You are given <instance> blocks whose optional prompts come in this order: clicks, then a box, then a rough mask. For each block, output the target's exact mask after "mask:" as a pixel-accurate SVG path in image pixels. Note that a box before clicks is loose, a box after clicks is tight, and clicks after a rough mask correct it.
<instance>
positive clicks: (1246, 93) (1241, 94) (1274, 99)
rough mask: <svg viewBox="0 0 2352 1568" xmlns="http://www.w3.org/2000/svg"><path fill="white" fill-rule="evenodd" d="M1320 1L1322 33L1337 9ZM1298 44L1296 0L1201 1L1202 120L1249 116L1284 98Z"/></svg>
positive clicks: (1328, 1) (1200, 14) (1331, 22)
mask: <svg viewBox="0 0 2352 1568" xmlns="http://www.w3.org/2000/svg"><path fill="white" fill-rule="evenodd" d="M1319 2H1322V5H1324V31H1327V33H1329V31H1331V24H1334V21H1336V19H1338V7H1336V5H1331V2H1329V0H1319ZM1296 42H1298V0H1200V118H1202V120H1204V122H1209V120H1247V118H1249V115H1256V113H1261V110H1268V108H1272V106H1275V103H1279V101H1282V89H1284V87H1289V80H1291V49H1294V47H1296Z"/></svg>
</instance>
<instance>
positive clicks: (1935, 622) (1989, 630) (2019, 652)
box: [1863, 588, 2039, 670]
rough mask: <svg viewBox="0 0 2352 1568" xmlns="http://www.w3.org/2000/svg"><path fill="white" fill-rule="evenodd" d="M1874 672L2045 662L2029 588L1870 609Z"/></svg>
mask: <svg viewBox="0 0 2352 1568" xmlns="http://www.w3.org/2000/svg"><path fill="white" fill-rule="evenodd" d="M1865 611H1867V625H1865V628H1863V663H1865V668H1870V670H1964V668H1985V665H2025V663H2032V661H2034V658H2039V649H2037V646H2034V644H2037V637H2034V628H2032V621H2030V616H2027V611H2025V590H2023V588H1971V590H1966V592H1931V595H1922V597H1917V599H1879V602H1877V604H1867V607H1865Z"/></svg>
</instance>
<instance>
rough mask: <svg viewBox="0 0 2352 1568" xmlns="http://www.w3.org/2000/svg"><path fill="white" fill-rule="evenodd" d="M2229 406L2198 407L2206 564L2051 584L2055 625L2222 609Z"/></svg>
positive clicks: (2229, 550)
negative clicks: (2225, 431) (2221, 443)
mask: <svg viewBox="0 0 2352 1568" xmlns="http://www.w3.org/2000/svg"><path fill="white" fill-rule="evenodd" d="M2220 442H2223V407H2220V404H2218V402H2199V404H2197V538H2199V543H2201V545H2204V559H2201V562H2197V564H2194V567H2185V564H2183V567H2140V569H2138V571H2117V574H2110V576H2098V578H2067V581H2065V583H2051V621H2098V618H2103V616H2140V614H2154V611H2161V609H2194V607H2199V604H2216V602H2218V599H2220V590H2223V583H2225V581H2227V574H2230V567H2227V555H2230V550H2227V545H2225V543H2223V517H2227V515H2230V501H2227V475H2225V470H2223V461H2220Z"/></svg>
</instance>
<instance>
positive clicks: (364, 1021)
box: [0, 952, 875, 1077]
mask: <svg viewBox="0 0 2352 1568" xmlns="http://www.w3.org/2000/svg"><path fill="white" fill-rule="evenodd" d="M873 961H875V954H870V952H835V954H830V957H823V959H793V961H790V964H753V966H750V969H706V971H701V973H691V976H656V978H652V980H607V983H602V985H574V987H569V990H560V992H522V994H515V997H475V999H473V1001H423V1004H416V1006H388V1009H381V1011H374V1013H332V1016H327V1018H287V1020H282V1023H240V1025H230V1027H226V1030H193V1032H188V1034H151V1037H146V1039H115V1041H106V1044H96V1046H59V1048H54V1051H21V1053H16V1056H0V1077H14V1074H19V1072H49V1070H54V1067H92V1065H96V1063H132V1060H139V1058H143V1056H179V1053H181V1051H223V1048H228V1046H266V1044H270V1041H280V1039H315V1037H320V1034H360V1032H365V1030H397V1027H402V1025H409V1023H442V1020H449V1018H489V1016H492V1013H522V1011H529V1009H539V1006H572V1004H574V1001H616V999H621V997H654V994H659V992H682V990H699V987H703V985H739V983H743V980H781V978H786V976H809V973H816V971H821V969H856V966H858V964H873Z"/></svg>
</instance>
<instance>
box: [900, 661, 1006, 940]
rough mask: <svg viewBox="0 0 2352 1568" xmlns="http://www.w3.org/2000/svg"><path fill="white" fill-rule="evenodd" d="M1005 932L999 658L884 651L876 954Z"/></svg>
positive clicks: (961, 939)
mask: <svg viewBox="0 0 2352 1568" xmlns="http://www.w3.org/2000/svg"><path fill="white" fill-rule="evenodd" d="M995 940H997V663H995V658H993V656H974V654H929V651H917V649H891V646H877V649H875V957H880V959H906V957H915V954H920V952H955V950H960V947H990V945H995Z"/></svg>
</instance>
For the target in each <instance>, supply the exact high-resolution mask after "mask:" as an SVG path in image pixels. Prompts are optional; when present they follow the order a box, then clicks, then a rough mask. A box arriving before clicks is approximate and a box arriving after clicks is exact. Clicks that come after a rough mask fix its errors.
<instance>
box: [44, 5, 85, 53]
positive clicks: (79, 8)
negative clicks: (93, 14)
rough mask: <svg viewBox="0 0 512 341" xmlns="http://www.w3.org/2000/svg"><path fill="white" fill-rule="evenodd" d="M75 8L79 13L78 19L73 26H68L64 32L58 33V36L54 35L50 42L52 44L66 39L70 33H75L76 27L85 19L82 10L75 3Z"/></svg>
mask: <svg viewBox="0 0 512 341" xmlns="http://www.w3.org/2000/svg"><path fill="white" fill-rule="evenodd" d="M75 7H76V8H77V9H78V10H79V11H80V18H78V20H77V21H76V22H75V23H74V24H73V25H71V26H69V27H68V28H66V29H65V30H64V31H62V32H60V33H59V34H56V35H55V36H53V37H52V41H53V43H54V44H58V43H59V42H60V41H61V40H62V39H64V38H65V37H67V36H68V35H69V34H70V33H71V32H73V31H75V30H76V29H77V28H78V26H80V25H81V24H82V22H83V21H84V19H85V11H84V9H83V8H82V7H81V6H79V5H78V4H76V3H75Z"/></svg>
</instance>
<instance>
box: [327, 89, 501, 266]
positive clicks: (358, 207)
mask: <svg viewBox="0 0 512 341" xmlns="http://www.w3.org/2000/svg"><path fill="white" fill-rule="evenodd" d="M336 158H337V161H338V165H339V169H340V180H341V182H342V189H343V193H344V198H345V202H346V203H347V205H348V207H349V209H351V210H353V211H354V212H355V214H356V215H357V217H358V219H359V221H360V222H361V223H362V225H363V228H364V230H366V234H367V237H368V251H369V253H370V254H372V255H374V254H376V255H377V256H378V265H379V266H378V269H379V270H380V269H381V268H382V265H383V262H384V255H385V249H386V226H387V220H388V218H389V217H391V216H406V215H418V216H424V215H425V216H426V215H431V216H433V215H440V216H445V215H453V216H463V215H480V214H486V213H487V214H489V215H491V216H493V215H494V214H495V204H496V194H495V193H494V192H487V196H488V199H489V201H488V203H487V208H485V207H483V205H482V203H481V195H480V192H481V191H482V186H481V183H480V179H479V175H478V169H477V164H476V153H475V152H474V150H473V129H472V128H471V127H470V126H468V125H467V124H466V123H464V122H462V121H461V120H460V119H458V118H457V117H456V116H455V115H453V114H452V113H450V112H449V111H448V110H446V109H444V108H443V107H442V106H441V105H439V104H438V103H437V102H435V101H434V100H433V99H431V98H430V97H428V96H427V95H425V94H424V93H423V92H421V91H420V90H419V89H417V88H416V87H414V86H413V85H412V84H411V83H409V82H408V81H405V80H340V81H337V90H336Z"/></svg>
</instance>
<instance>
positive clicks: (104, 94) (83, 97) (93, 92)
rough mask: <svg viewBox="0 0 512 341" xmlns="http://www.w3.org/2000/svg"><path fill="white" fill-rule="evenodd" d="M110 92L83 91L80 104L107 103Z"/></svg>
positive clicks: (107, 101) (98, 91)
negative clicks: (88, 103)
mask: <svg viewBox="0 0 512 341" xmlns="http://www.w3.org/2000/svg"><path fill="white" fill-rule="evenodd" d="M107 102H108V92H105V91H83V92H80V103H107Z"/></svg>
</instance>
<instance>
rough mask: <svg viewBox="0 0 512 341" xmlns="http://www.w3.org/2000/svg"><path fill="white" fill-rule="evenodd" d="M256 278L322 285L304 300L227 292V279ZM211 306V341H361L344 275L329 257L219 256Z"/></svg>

⁂

TASK STATEMENT:
Tally lines in the listing above that include the word "come"; respond with that number only.

EXERCISE ANSWER:
2